The task: Return all the lines below, exactly as they read.
START Exercise data
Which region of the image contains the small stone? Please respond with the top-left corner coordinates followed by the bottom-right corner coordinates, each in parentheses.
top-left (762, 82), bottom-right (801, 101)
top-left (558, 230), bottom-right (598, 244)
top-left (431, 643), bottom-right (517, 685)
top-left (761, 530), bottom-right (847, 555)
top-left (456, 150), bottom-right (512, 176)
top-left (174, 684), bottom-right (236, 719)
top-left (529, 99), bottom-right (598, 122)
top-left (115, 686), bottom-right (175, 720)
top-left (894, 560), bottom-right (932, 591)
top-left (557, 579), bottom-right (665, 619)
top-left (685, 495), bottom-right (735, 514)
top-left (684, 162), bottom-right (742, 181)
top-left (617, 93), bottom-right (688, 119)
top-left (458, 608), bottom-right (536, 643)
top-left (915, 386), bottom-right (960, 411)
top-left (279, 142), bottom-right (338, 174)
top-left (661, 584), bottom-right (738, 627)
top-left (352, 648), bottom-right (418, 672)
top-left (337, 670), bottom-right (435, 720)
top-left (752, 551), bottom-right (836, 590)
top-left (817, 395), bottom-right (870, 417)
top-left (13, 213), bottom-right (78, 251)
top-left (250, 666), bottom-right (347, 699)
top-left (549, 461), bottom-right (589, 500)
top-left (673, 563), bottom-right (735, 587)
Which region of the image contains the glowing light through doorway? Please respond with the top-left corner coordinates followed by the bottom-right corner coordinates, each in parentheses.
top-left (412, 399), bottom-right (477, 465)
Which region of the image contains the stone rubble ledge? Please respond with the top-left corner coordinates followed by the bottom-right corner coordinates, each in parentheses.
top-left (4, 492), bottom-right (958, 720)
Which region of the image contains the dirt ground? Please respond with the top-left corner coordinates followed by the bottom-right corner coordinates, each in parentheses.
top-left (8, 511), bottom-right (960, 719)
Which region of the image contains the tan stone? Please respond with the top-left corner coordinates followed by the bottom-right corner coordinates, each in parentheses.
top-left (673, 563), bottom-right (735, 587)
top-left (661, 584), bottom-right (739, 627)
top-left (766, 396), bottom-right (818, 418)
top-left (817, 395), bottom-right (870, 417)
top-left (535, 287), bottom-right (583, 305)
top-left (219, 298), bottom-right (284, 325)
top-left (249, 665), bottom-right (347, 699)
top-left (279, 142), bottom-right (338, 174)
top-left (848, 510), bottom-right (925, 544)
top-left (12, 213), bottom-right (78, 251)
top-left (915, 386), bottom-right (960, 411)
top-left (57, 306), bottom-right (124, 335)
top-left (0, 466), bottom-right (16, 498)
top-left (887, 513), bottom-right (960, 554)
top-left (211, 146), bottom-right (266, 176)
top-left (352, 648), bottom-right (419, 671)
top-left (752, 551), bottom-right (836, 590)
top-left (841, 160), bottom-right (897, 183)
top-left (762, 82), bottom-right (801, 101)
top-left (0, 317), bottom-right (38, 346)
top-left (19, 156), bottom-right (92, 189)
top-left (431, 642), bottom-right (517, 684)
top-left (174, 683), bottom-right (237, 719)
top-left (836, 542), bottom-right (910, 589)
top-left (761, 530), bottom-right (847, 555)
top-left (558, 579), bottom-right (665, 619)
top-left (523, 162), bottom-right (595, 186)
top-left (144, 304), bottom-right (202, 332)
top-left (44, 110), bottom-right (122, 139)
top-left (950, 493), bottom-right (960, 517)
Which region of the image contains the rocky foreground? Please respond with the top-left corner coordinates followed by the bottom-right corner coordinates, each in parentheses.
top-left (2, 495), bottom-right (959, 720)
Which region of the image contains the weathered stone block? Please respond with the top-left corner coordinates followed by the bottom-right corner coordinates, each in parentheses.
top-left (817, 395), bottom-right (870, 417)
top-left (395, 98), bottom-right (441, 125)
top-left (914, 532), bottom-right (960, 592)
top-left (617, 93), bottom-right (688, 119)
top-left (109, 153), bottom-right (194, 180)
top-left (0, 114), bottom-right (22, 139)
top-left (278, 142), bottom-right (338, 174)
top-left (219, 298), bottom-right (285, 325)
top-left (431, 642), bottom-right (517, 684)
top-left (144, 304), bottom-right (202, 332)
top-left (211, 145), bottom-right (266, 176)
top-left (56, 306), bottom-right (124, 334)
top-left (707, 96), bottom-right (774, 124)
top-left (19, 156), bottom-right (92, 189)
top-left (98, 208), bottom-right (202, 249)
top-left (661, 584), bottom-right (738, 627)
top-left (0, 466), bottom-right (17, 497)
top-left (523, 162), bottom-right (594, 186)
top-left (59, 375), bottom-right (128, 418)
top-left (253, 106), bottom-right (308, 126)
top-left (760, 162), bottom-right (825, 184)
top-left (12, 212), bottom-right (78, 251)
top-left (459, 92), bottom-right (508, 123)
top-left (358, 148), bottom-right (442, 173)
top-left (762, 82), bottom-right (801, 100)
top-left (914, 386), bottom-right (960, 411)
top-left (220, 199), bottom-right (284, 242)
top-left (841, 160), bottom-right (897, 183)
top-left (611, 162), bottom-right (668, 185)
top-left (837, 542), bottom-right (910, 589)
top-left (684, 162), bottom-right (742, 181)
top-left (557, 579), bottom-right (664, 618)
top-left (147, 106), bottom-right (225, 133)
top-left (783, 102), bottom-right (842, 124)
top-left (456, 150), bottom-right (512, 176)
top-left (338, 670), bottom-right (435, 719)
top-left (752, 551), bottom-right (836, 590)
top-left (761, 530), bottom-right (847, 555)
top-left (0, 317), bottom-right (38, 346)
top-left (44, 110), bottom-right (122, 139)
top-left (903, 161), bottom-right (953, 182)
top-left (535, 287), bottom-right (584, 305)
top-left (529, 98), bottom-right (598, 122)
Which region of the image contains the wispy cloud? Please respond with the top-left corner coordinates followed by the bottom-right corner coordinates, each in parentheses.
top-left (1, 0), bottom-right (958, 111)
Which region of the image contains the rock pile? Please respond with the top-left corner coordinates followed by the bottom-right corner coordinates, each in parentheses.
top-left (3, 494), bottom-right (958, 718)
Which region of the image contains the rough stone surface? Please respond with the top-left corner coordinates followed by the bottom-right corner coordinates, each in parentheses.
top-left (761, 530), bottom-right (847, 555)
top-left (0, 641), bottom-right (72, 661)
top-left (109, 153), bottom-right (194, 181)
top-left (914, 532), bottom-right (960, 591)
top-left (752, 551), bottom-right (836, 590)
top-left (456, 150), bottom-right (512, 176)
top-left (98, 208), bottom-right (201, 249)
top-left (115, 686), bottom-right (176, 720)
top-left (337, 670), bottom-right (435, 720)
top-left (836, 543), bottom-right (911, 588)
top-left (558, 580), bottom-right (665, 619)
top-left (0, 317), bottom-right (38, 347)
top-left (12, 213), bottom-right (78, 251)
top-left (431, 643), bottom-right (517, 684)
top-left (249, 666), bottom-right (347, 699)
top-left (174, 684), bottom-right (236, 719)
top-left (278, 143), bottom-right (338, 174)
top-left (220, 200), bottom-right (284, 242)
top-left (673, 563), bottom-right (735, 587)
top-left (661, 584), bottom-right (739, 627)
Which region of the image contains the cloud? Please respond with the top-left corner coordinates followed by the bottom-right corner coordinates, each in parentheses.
END Exercise data
Response to this task:
Which region of the image contains the small stone? Please respond with the top-left corner coordinates followed by the bottom-right corner coordinates, each in parentheses.
top-left (762, 82), bottom-right (801, 101)
top-left (558, 230), bottom-right (598, 244)
top-left (431, 643), bottom-right (517, 685)
top-left (761, 530), bottom-right (847, 555)
top-left (456, 150), bottom-right (512, 176)
top-left (174, 684), bottom-right (236, 719)
top-left (529, 99), bottom-right (598, 122)
top-left (115, 686), bottom-right (175, 720)
top-left (894, 560), bottom-right (932, 591)
top-left (557, 579), bottom-right (665, 619)
top-left (685, 495), bottom-right (735, 514)
top-left (684, 162), bottom-right (742, 181)
top-left (617, 93), bottom-right (688, 119)
top-left (458, 608), bottom-right (536, 643)
top-left (915, 386), bottom-right (960, 411)
top-left (279, 142), bottom-right (338, 174)
top-left (661, 584), bottom-right (738, 627)
top-left (352, 648), bottom-right (418, 672)
top-left (337, 670), bottom-right (435, 720)
top-left (752, 551), bottom-right (836, 590)
top-left (817, 395), bottom-right (870, 417)
top-left (13, 213), bottom-right (78, 251)
top-left (250, 666), bottom-right (347, 699)
top-left (549, 461), bottom-right (589, 500)
top-left (673, 563), bottom-right (735, 587)
Which region of the image contains the glowing light through doorway? Please respond with the top-left corner coordinates followed by the bottom-right corner coordinates, each in parentheses.
top-left (412, 399), bottom-right (477, 465)
Which region of the image contains the stone rubble ledge? Please respond with the top-left corner coordinates followed by the bottom-right corner coordinates, each in parentheses.
top-left (4, 492), bottom-right (958, 720)
Which region of the image contains the dirt ground? Please respond with the top-left corner coordinates followed by the bottom-right corner coordinates, each in parentheses.
top-left (8, 511), bottom-right (960, 719)
Which region of the image contains the tan stone? Please respond with the top-left corner coordinates followed by the bottom-right corner coordinates, each in parentheses.
top-left (673, 563), bottom-right (735, 587)
top-left (661, 584), bottom-right (739, 627)
top-left (766, 396), bottom-right (818, 418)
top-left (817, 395), bottom-right (870, 417)
top-left (535, 287), bottom-right (583, 305)
top-left (219, 298), bottom-right (284, 325)
top-left (249, 665), bottom-right (347, 699)
top-left (279, 142), bottom-right (338, 174)
top-left (848, 510), bottom-right (925, 544)
top-left (12, 213), bottom-right (78, 251)
top-left (915, 386), bottom-right (960, 411)
top-left (57, 306), bottom-right (124, 335)
top-left (0, 466), bottom-right (16, 498)
top-left (887, 513), bottom-right (960, 554)
top-left (211, 146), bottom-right (266, 176)
top-left (352, 648), bottom-right (419, 671)
top-left (752, 551), bottom-right (836, 590)
top-left (841, 160), bottom-right (897, 183)
top-left (762, 82), bottom-right (801, 101)
top-left (0, 317), bottom-right (38, 346)
top-left (19, 156), bottom-right (92, 189)
top-left (431, 642), bottom-right (517, 684)
top-left (174, 683), bottom-right (237, 719)
top-left (836, 542), bottom-right (910, 589)
top-left (761, 530), bottom-right (847, 555)
top-left (558, 579), bottom-right (665, 619)
top-left (523, 162), bottom-right (595, 186)
top-left (144, 304), bottom-right (202, 332)
top-left (44, 110), bottom-right (122, 139)
top-left (950, 493), bottom-right (960, 517)
Which region of the image contains the rocky foreground? Please respond with the top-left corner coordinates followed by the bottom-right corner coordinates, each in parentheses.
top-left (2, 495), bottom-right (959, 720)
Which region of the image contains the weathered stone block? Please respond with the top-left corner coordinates followed by the bottom-right corner coordinates, each in parentheses.
top-left (817, 395), bottom-right (870, 417)
top-left (395, 98), bottom-right (441, 125)
top-left (914, 532), bottom-right (960, 592)
top-left (617, 93), bottom-right (688, 119)
top-left (109, 153), bottom-right (194, 180)
top-left (0, 114), bottom-right (22, 139)
top-left (278, 142), bottom-right (338, 174)
top-left (219, 298), bottom-right (285, 325)
top-left (431, 642), bottom-right (517, 684)
top-left (144, 304), bottom-right (202, 332)
top-left (211, 145), bottom-right (266, 176)
top-left (56, 306), bottom-right (124, 334)
top-left (707, 96), bottom-right (774, 124)
top-left (19, 156), bottom-right (92, 189)
top-left (98, 208), bottom-right (202, 249)
top-left (661, 584), bottom-right (738, 627)
top-left (0, 466), bottom-right (17, 497)
top-left (523, 162), bottom-right (594, 186)
top-left (59, 375), bottom-right (128, 418)
top-left (253, 106), bottom-right (308, 126)
top-left (760, 162), bottom-right (825, 184)
top-left (12, 212), bottom-right (78, 251)
top-left (459, 92), bottom-right (508, 123)
top-left (358, 148), bottom-right (442, 173)
top-left (762, 82), bottom-right (801, 100)
top-left (914, 386), bottom-right (960, 411)
top-left (220, 199), bottom-right (284, 242)
top-left (841, 160), bottom-right (897, 183)
top-left (611, 162), bottom-right (668, 185)
top-left (837, 542), bottom-right (910, 589)
top-left (684, 162), bottom-right (742, 181)
top-left (557, 579), bottom-right (664, 618)
top-left (147, 106), bottom-right (225, 133)
top-left (783, 102), bottom-right (842, 124)
top-left (456, 150), bottom-right (512, 176)
top-left (338, 670), bottom-right (435, 719)
top-left (752, 551), bottom-right (836, 590)
top-left (761, 530), bottom-right (847, 555)
top-left (0, 317), bottom-right (38, 346)
top-left (44, 110), bottom-right (122, 139)
top-left (903, 161), bottom-right (953, 182)
top-left (535, 287), bottom-right (584, 305)
top-left (529, 98), bottom-right (598, 122)
Which region of the image contains the wispy cloud? Please respond with the top-left corner coordinates followed by the bottom-right corner coordinates, each in parentheses.
top-left (1, 0), bottom-right (958, 111)
Which region of the image contains the rock pile? Please respond with the top-left corner coordinates followed by the bottom-right corner coordinates, each in parentheses.
top-left (3, 494), bottom-right (958, 718)
Which region of the image contains the rough stone surface? Please respond with the top-left corner coordinates followed by the bottom-right corner coordinates, each in parentheses.
top-left (761, 530), bottom-right (847, 555)
top-left (0, 641), bottom-right (72, 661)
top-left (109, 153), bottom-right (194, 181)
top-left (914, 532), bottom-right (960, 591)
top-left (752, 551), bottom-right (836, 590)
top-left (456, 150), bottom-right (512, 176)
top-left (98, 208), bottom-right (201, 249)
top-left (115, 686), bottom-right (176, 720)
top-left (337, 670), bottom-right (435, 720)
top-left (836, 543), bottom-right (911, 588)
top-left (558, 580), bottom-right (665, 619)
top-left (0, 317), bottom-right (38, 347)
top-left (12, 213), bottom-right (78, 251)
top-left (431, 643), bottom-right (517, 684)
top-left (249, 666), bottom-right (347, 699)
top-left (174, 684), bottom-right (236, 719)
top-left (278, 143), bottom-right (338, 174)
top-left (220, 200), bottom-right (284, 242)
top-left (673, 563), bottom-right (735, 587)
top-left (661, 584), bottom-right (739, 627)
Which region of the image contains the cloud? Please respond with the top-left corner coordinates followed by the bottom-right corner coordinates, each in parentheses.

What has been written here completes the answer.